# Start of Data shown
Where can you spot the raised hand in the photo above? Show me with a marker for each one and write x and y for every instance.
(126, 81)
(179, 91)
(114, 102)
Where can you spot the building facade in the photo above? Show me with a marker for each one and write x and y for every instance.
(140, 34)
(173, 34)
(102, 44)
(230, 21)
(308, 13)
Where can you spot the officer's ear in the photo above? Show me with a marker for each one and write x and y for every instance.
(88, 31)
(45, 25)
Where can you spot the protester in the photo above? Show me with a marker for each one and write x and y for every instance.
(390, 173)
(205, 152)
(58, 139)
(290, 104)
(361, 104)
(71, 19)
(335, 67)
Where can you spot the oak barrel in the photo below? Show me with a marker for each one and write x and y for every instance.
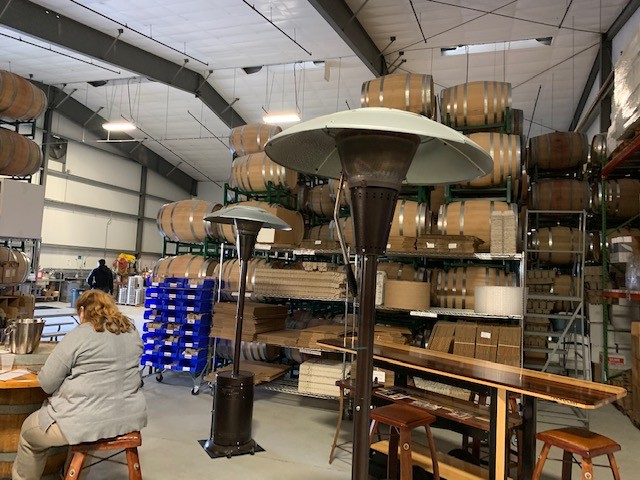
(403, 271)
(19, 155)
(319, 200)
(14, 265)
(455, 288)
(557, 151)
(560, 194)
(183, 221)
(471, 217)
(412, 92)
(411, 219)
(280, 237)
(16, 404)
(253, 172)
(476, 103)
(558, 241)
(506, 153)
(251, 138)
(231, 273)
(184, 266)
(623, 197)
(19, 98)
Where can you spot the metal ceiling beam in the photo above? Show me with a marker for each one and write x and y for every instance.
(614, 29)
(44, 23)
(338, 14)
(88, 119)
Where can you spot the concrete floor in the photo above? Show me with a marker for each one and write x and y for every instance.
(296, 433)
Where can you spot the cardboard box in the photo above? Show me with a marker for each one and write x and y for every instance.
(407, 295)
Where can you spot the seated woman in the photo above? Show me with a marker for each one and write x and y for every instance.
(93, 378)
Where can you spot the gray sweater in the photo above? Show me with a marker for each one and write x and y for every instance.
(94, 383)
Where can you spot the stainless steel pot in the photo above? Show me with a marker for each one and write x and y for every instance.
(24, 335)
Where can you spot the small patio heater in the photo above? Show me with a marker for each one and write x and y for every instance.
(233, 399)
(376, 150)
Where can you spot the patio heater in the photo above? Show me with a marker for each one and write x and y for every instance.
# End of Data shown
- [What the exercise asks] Write out all of the lines above word for word, leaving out the pictures.

- [Reply to the task]
Where can you spot the raised hand in the photo above? Show me with a marker for each one and write x and y for every instance.
(126, 81)
(179, 91)
(114, 102)
Where can you spot the building facade in the photo above? Show me with a marker for each one and write x and y for every instance.
(140, 34)
(173, 34)
(102, 44)
(230, 21)
(308, 13)
Where can you spot the officer's ear in the photo above? Show me with a marker for each one and write x and y for every instance.
(88, 31)
(45, 25)
Where can you spot the protester in the photo above? Show me with a marker for each one and write x and y for every instance.
(390, 173)
(205, 152)
(58, 139)
(290, 104)
(361, 104)
(71, 19)
(335, 67)
Where can you spot the oak barrel in the photo below? Show me with a marker for each one and write x and y for every instance.
(403, 271)
(19, 155)
(319, 200)
(14, 265)
(455, 288)
(557, 151)
(560, 194)
(183, 221)
(471, 217)
(412, 92)
(411, 219)
(280, 237)
(16, 404)
(253, 172)
(476, 103)
(558, 241)
(506, 153)
(251, 138)
(231, 273)
(184, 266)
(623, 197)
(19, 98)
Where can you spot the metal ceiling beam in the photo above? Show me with a marker for each one and write x and y for every instance.
(614, 29)
(44, 23)
(338, 14)
(88, 119)
Where can you spot the concrete floor in the photo above? Show me with a marker for each one and write x and y for every instance.
(296, 433)
Where can you spot the cardboard box in the photo above? Show me with a marker for each one and write x and y for every instance.
(407, 295)
Where can you spot the seated woman in the photo above? Show me with a marker for each one and write x and y for every instance.
(93, 378)
Where can you spot the gray sweater in the photo above? Show me with a marker for each one and write x and y for every instance.
(94, 383)
Where can you spot the stainless steel pot in the photo above? Show me with a marker for each one and write x and y for every instance.
(24, 335)
Where can you spot the small patio heater in the photo above? Show me with a marker for each one and write x and y for every instance.
(233, 399)
(376, 150)
Where can you spot the patio heater in the photo above? Show me with a marker for each one and write x and y for every instance.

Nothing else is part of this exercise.